- SHORT PROBLEM
Reproduce the material below line for line, leaving out the pictures. Multiply every x and y point coordinate by 0.65 and round each result to the nearest whole number, with halves rounded up.

(Point labeling material)
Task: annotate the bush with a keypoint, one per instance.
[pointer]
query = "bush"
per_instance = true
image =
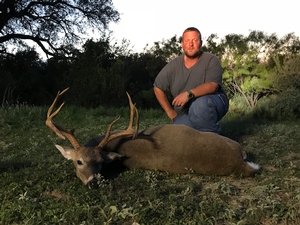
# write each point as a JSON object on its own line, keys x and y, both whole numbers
{"x": 282, "y": 106}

- EXERCISE ANSWER
Task: annotate the bush with a keypoint, one per instance.
[pointer]
query = "bush"
per_instance = true
image =
# write each point as a JSON object on its own line, keys x and y, both whole numbers
{"x": 183, "y": 69}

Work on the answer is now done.